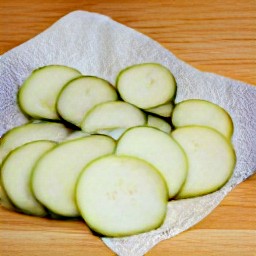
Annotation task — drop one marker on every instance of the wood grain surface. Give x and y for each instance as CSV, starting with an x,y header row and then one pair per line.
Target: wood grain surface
x,y
213,36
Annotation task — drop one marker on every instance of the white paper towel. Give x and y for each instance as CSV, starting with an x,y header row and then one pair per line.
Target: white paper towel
x,y
97,45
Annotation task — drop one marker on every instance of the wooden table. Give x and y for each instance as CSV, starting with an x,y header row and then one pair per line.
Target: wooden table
x,y
217,37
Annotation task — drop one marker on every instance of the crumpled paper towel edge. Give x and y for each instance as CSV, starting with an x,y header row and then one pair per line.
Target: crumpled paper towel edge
x,y
222,192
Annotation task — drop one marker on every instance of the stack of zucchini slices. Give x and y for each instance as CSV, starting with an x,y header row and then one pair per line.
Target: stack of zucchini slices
x,y
114,155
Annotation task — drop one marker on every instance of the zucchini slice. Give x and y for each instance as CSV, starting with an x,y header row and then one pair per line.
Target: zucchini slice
x,y
164,110
115,133
159,149
121,195
202,113
159,123
112,115
82,94
76,135
146,85
55,174
211,159
38,94
31,132
15,175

==========

REQUEST | Render every line of the rows above as a numbered list, omitting blank lines and leaving out the pictures.

SOLVED EXERCISE |
1. Annotation task — drop one marker on every instance of the wood grain surface. Give x and y for each instance as CSV, starting with an x,y header row and then one pair per line.
2. Target: wood grain surface
3. x,y
4. 213,36
5. Annotation task — drop one marker on every instance of the white paper towel. Give x and y for each instance as CSV, starting with an x,y header row and then one pair per line.
6. Target: white paper towel
7. x,y
8. 97,45
9. Annotation task — drop one marker on every instance of the wooden table. Give x and y for each instance as CSV, starting with an x,y header row and then one pair per line.
10. Target: wooden table
11. x,y
12. 217,37
13. Annotation task — drop one marker on every instance of the crumpled paper towel edge. Give x and y for each instance as CSV, starting with an x,y header row and then one pair per line.
14. Target: crumpled paper towel edge
15. x,y
16. 222,192
17. Annotation task — drop one marker on every instance of the stack of zucchini slices. Give x and y for each instance as CSV, starting with an x,y header row and then one pair per line.
18. Target: stack of zucchini slices
19. x,y
20. 114,155
21. Annotation task — drop one marker on every instance of the zucchini slice. Give x and y for each instance as CSV, starting with an x,y header row and then one pair per line.
22. Target: zucchini slice
23. x,y
24. 164,110
25. 115,133
26. 159,149
27. 121,195
28. 202,113
29. 159,123
30. 112,115
31. 82,94
32. 76,135
33. 146,85
34. 55,174
35. 211,159
36. 38,94
37. 31,132
38. 15,175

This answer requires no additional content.